▶ [SELECTION]
* * * * * * *
When Liminal Time Meets Technology

It’s Epiphany morning. Here’s what I wrote at earliest light, following my purest intentions and my personal tradition of defining Epiphany as a time-out-of-time. Just before a tiny techno glitch grabbed me and shook me by the heels:

I love this liminal time.  The time between dark and light. I resist electricity and grope my way by candlelight before meditating each morning. The light grows gradually as I sit, then pick up my pen and journal and stumble my way back to waking awareness, writing all the while to remind myself of the intersection between the external world and my own voice, between the group heart and my own. The upheaval of the holidays is behind and what’s left is to live into the tender newness.

My morning practice of early January is resolution-free. I listen to the stirrings of newness, without acting or even making a “priority list.” My only goal is to find my own deepest commitments. It’s a time to clear the mind, a time of waiting and listening. Allowing the tumult to settle so my inner life can open into the deepest sea of kindness.
* * * * * * *
▶ [SUPPLIED MATERIAL]
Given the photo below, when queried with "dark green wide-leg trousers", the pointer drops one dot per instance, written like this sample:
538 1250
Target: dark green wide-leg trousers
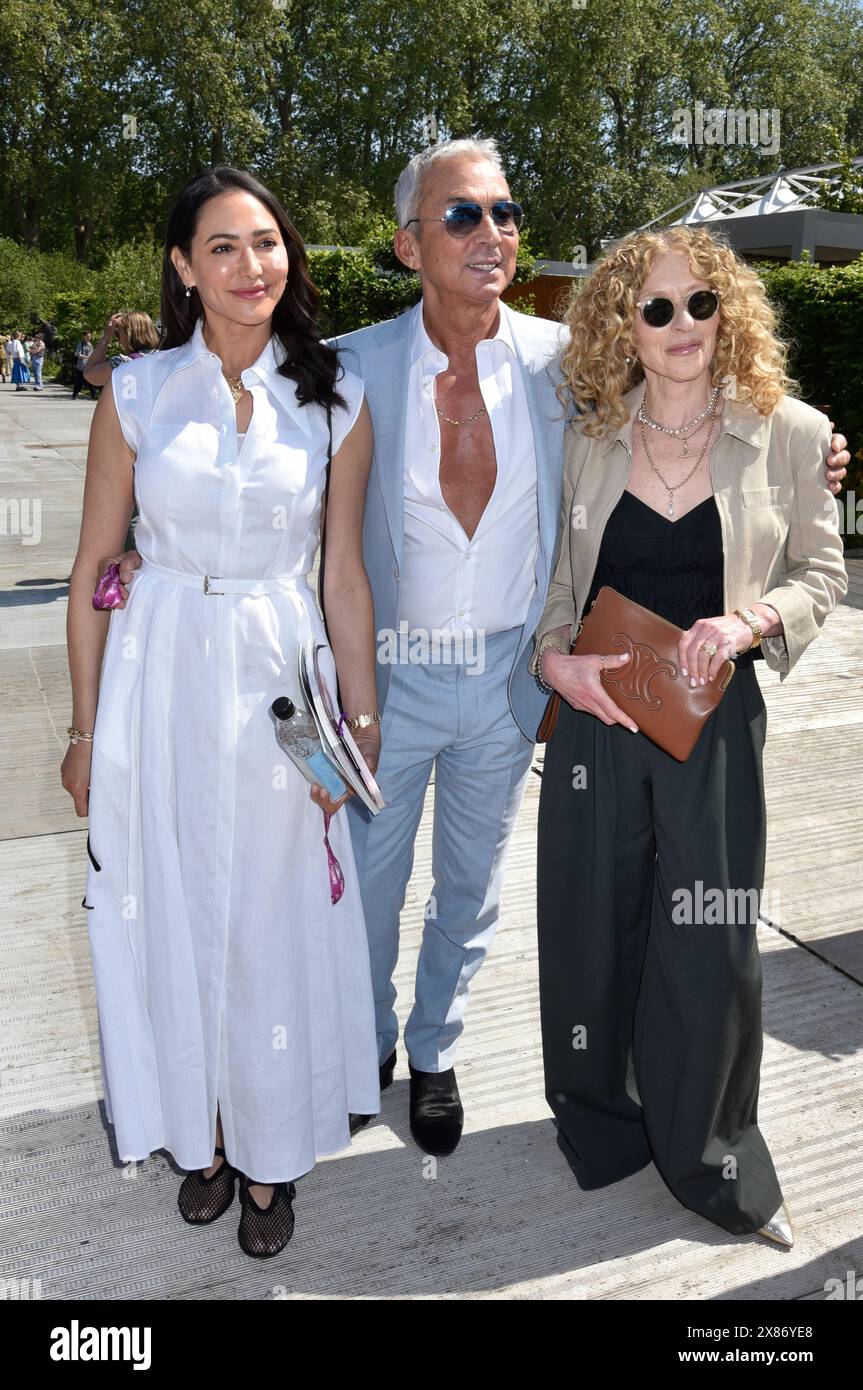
649 877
* * * * * * *
▶ [WHAT TO DO] Reproduce the passage of the liminal-time essay above from "When Liminal Time" to "the tender newness.", copying it word for word.

▶ [EXERCISE OUTPUT]
When Liminal Time Meets Technology

It’s Epiphany morning. Here’s what I wrote at earliest light, following my purest intentions and my personal tradition of defining Epiphany as a time-out-of-time. Just before a tiny techno glitch grabbed me and shook me by the heels:

I love this liminal time.  The time between dark and light. I resist electricity and grope my way by candlelight before meditating each morning. The light grows gradually as I sit, then pick up my pen and journal and stumble my way back to waking awareness, writing all the while to remind myself of the intersection between the external world and my own voice, between the group heart and my own. The upheaval of the holidays is behind and what’s left is to live into the tender newness.